■ **Data lines**
-*-*-

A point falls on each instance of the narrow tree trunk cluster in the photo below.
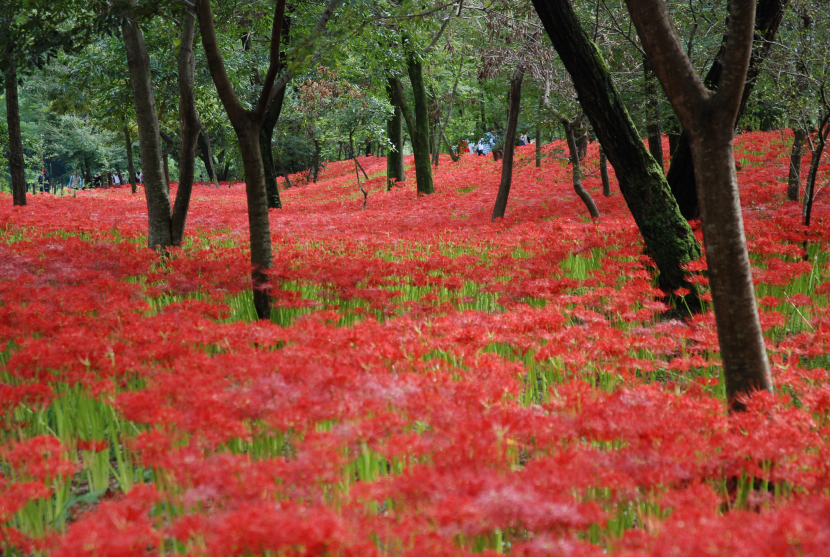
(509, 143)
(17, 165)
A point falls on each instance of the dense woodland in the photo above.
(651, 170)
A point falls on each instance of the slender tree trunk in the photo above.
(17, 165)
(668, 237)
(653, 128)
(168, 146)
(266, 135)
(603, 172)
(681, 176)
(818, 150)
(158, 199)
(260, 227)
(709, 119)
(190, 126)
(130, 168)
(394, 129)
(483, 116)
(539, 134)
(794, 178)
(509, 143)
(576, 167)
(206, 154)
(418, 125)
(420, 139)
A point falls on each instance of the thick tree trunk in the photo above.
(394, 129)
(266, 135)
(794, 178)
(206, 154)
(709, 119)
(420, 135)
(483, 117)
(573, 149)
(681, 176)
(190, 126)
(158, 199)
(130, 168)
(603, 172)
(668, 237)
(260, 227)
(509, 143)
(653, 128)
(17, 165)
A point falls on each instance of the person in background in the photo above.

-*-*-

■ **What you should do**
Locate the line that contains "A point falls on each instance of the dense", then please quote it and every line after it to the end of the entries above, exactly and with nothing else.

■ **Exercise answer**
A point falls on each instance of the dense woodland in the photo above.
(651, 170)
A point falls on each instance of the slender tree trunk in the photo above.
(17, 165)
(668, 237)
(653, 128)
(168, 146)
(266, 135)
(603, 172)
(681, 176)
(818, 150)
(158, 199)
(260, 227)
(709, 119)
(190, 126)
(130, 168)
(394, 129)
(483, 116)
(539, 134)
(794, 178)
(509, 143)
(576, 167)
(206, 154)
(418, 125)
(420, 139)
A point falls on each instance of the thick tree trunk in the photo above.
(394, 129)
(266, 135)
(794, 178)
(206, 154)
(709, 119)
(420, 135)
(483, 117)
(573, 149)
(681, 176)
(190, 126)
(158, 199)
(130, 168)
(603, 172)
(668, 237)
(260, 227)
(509, 143)
(653, 128)
(17, 165)
A point falls on each instance of the person in background in the photo above.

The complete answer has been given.